The Great Electric Guitar Tone Wood Debate: Solved!
What Great Electric Guitar Tonewood Debate?
A great debate has raged hot and heavy throughout the guitar playing world since George Beauchamp and Rickenbacker invented the electric guitar. It's a debate that's ignited feuds, torn apart families and has surely broken some hearts and continues to this day. What debate drawn from the innocent depths of guitardom could illicit such a foul and unexpected response?
The debate regarding the importance of an electric guitar's wood, of course. What did you think it was? Politics? Pfff...come on now, that's child's play in comparison.
The war over an electric guitar's tonewood, like the Princess Bride sword fight, has ranged all over leaving a wake of havoc whenever it's brought into a conversation. It's brought a few too many guitarists to the brink of insanity certainly. Regardless, everyone has an opinion about it and when the Internet comes into play, the world weighs in too.
The answer to quell the argument is actually quite simple actually. When a string is struck...
Whoa. Wait. A little background information is in order...
It's About Wood? Seriously?!
Yes. It's about the wood or, more accurately, which tonewood is used to make the guitar actually and if that wood actually affects the guitars sound.
Tonewood is a dense specialty wood coveted for it's tonal resonance and ability to reverberate. It's used in a variety of instruments for those properties to amplify and elevate the sound produced by the instrument.

▶ Recorded data:
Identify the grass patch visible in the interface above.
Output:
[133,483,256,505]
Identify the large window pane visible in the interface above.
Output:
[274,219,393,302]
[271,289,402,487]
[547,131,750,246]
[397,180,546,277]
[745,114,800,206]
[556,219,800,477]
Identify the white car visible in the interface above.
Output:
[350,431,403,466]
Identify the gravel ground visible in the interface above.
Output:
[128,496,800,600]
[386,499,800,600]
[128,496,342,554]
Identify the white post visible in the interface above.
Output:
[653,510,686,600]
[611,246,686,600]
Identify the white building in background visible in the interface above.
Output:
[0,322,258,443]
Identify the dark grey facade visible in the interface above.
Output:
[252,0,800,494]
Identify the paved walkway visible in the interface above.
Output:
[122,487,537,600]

▶ Given task:
Reproduce the passage of the tonewood article above from "The debate regarding" to "the guitars sound.", word for word.

▶ Problem solution:
The debate regarding the importance of an electric guitar's wood, of course. What did you think it was? Politics? Pfff...come on now, that's child's play in comparison.
The war over an electric guitar's tonewood, like the Princess Bride sword fight, has ranged all over leaving a wake of havoc whenever it's brought into a conversation. It's brought a few too many guitarists to the brink of insanity certainly. Regardless, everyone has an opinion about it and when the Internet comes into play, the world weighs in too.
The answer to quell the argument is actually quite simple actually. When a string is struck...
Whoa. Wait. A little background information is in order...
It's About Wood? Seriously?!
Yes. It's about the wood or, more accurately, which tonewood is used to make the guitar actually and if that wood actually affects the guitars sound.